SP1557 GSS2 - Can you answer these queries II

一开始看不懂题解,看懂了题解之后觉得还是挺妙的。

好多题解里都提到了HH的项链,但是我觉得关系并不大啊……

先把所有询问离线下来按照右端点排序,按照询问的要求一个一个加入数字,怎么加入数字,我们设计一颗特别的线段树:

假设当前我们在$[1, r]$中已经加完了数字,那么线段树的叶子结点$l$表示$\sum_{i = l}^{r}a_i$,非叶子结点在左右儿子之间取个最大值就好了,然后我们发现这样子答案就是询问区间中曾经出现过的数的最大的一个值,我们只要把这个最大值顺便保留计算一下就好了。

考虑一下怎么添加数,对于一个下标$i$,只要在$[pre_i + 1, i]$中区间加$a_i$即可($pre_i$表示前一个$a_i$出现的位置)。

用两个标记维护当前最大值和历史最大值,实现起来有一些细节。

时间复杂度$O(nlogn)$。

Code:

#include <cstdio>
#include <cstring>
#include <algorithm>
using namespace std;
typedef long long ll;

const int N = 1e5 + 5;
const int Fix = 1e5;

int n, qn, a[N], head[N << 1], pre[N];

struct Querys {
    int l, r, id;
    ll res;

    friend bool operator < (const Querys &x, const Querys &y) {
        return x.r < y.r;
    }

} q[N];

inline void read(int &X) {
    X = 0; char ch = 0; int op = 1;
    for(; ch > '9' || ch < '0'; ch = getchar())
        if(ch == '-') op = -1;
    for(; ch >= '0' && ch <= '9'; ch = getchar())

**所给数据**
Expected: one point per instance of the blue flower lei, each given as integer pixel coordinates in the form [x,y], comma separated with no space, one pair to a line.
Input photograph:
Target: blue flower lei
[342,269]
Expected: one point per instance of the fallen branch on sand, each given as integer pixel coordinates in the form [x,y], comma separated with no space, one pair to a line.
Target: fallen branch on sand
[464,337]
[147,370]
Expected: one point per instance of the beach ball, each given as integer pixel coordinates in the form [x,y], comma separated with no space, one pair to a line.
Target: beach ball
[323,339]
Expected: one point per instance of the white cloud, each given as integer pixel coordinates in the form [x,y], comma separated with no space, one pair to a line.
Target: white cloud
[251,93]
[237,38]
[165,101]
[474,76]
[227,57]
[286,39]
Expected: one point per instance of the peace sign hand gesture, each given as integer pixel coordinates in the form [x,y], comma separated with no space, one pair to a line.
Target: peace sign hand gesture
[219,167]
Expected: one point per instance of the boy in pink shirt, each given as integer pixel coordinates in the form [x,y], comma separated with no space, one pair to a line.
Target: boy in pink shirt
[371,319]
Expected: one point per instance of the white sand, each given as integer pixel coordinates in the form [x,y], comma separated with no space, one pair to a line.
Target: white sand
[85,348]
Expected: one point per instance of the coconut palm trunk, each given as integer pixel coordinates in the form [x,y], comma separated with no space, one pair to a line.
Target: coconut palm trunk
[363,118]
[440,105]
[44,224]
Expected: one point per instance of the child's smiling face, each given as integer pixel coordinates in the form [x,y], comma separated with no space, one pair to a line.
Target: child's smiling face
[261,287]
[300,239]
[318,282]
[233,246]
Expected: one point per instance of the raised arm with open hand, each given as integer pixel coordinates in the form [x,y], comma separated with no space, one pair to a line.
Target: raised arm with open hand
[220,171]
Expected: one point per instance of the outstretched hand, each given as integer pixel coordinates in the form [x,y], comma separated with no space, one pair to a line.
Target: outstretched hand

**题目与任务**
1. 修改记录中从含有"Expected: one point per instance of the raised"的那一行起、到记录末尾为止（首尾两行都算在内）的各行：把其中的"hand"一律换成"palm"，其余内容保持原样，只输出这几行。
2. 请接着这篇题解最后显示的那一行代码往下续写。

**最终答案**
1.
Expected: one point per instance of the raised arm with open palm, each given as integer pixel coordinates in the form [x,y], comma separated with no space, one pair to a line.
Target: raised arm with open palm
[220,171]
Expected: one point per instance of the outstretched palm, each given as integer pixel coordinates in the form [x,y], comma separated with no space, one pair to a line.
Target: outstretched palm

2.
        X = (X << 3) + (X << 1) + ch - 48;
    X *= op;
}

inline ll max(ll x, ll y) {
    return x > y ? x : y;
}

template <typename T>
inline void chkMax(T &x, T y) {
    if(y > x) x = y;
}

namespace SegT {
    struct Node {
        ll mx, tag, his, htag;

        inline Node (ll nowMx = 0LL, ll nowTag = 0LL, ll nowHis = 0LL, ll nowHtag = 0LL) {
            mx = nowMx, tag = nowTag, his = nowHis, htag = nowHtag;
        }

    } s[N << 2];

    #define lc p << 1
    #define rc p << 1 | 1
    #define mid ((l + r) >> 1)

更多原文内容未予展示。